## Extrahierter Text
━━━
„And the winner is … das mBook.“

Das mBook des Instituts für digitales Lernen hat den eBook Award 2015 gewonnen, der auf der Frankfurter Buchmesse vergeben wird. Damit schließt sich für die Initiatoren und Mitarbeiter dieses Projekts zunächst ein Kreis, der von den ersten Projketideen, über deren Realisierung im Produkt und dessen Implementierung in den schulischen Alltag bis zur öffentlichen Anerkennung reicht. Im Frühjahr war das mBook bereits für den auf der Leipziger Buchmesse vergebenen Preis „Schulbuch des Jahres“ des Georg-Eckert-Instituts nominiert.

Innovation in Schulen ist möglich

Reflektiert man nun mit Blick auf die breite öffentliche Anerkennung des mBooks und seinen Erfolg bei Lehrern wie Schülern den Weg und die bestimmenden Faktoren dieses Projekts, lassen sich Schlüsse für die Zukunft ziehen.
Zum einen zeigt sich, wie groß das Bedürfnis nach einer Weiterentwicklung der Lehr- und Lernmittel auf allen Ebenen ist: Die Nutzer (Schüler und Lehrer) wollen Schulbücher, deren inhaltliche Argumentationen vom Paradigma der Kompetenzorientierung getragen werden. Sie wollen neue Fragen stellen und sich auf den Weg nach eigenen Erkenntnissen machen. Sie wollen die weitgehend anregungsfreien und herausforderungslosen, bis zum Überdruss bekannten Darstellungskonventionen analoger Schulbücher hinter sich lassen. Sie schätzen modernes Grafikdesign und digitale Arbeitsmittel. Sie suchen nach einer zeitgemäßen Medienpädagogik, die nicht im Trockenschwimmen schlecht gemachter ‚Internetführerscheine’ hängen bleibt, sondern es ermöglicht, den Umgang mit (digitalen) Medien an Inhalten zu erlernen und anzuwenden.
━━━
## Vorliegendes Material
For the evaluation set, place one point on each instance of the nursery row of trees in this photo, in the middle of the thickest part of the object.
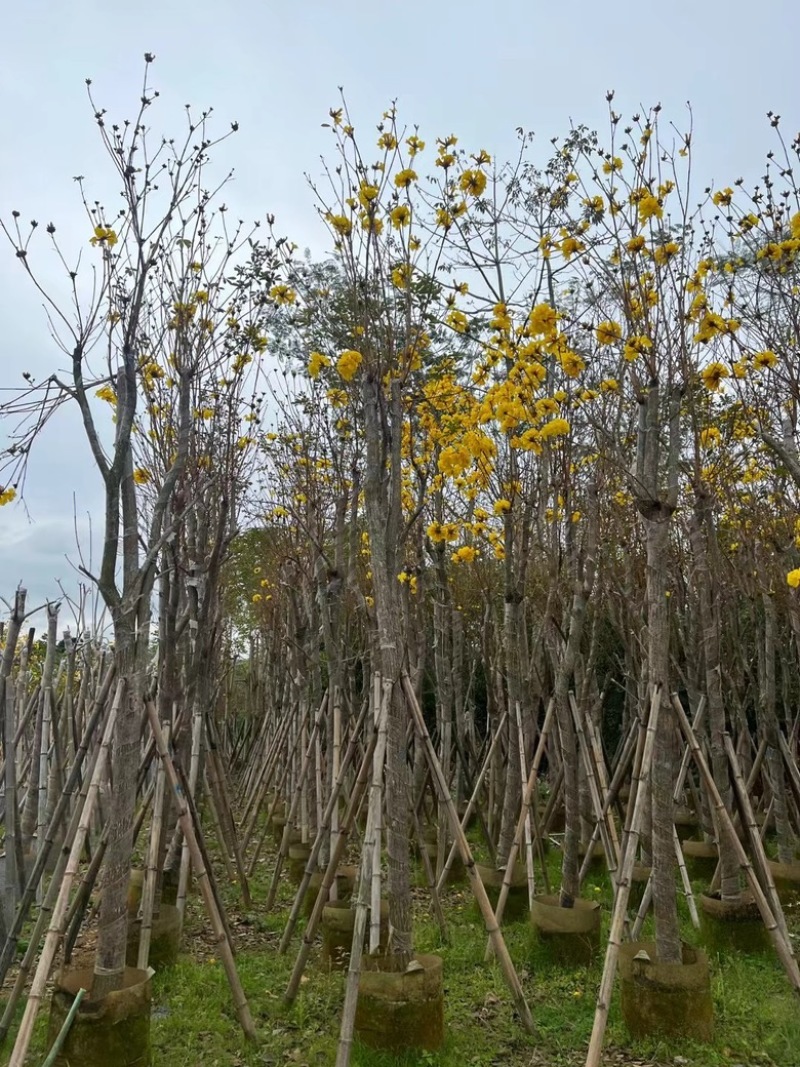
━━━
## Ziel
Führen Sie den oben stehenden Text über das preisgekrönte mBook im Anschluss an seinen letzten Satz fort.

## Schriftliche Antwort
Alltagstauglichkeit statt Test-Projekte

Die Nutzer wollen endlich die Phase vereinzelter, zeitlich wie räumlich begrenzter Testmodule und Projektchen hinter sich lassen und alltagstaugliche, mit den Ausstattungssituationen der Schulen kompatible Leitmedien zum Einsatz bringen, die einen lehrplanbasierten Unterricht über ganze Schuljahre tragen.
Sie verlangen, dass Fachwissenschaftler, Bildungsforscher, Schulverwaltungen und Bildungsmedienproduzenten ihre geistige Kleinstaaterei aufgeben und endlich im Dienste der Unterrichts- und Schulentwicklung mit ihnen zusammenarbeiten. Statt sich klammheimlich von der Kompetenzorientierung zu verabschieden[1], sollten alle Beteiligten endlich die Chancen der digitalen Revolution sehen und anfangen, sie zu gestalten. Nur dann werden sie Erfolg haben – zusammen und jeder für sich.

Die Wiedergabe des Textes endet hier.